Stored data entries
'''
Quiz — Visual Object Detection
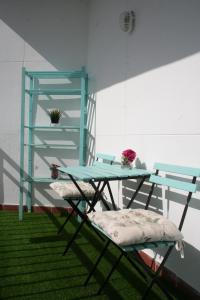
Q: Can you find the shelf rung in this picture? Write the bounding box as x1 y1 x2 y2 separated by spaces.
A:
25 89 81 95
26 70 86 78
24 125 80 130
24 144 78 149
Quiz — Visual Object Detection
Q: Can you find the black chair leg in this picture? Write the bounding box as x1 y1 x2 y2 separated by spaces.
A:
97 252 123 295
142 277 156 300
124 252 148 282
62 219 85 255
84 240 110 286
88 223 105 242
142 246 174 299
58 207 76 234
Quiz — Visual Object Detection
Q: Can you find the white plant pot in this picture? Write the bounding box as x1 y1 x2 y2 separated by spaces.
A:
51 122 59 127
'''
'''
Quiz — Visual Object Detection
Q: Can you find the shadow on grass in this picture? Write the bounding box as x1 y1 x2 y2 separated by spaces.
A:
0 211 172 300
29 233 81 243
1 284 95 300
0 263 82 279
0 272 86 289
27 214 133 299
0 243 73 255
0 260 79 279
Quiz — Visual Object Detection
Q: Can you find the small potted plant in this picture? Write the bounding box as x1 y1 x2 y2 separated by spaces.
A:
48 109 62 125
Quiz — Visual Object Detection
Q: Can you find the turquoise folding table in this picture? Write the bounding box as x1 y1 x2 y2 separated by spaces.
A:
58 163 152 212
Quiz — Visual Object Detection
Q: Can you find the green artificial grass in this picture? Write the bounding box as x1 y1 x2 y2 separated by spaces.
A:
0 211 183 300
'''
== EXERCISE DESCRIPTION ==
Your task is to return each line of the data above that contains the string "grass".

== PROBLEM SOLUTION ==
Q: Can you find the shadow on grass in this picture? Write the bounding box as x1 y1 x2 y2 separated by spaces.
Q: Can you find the green artificial grass in this picture? Write the bounding box as x1 y1 x2 y2 separated by spaces.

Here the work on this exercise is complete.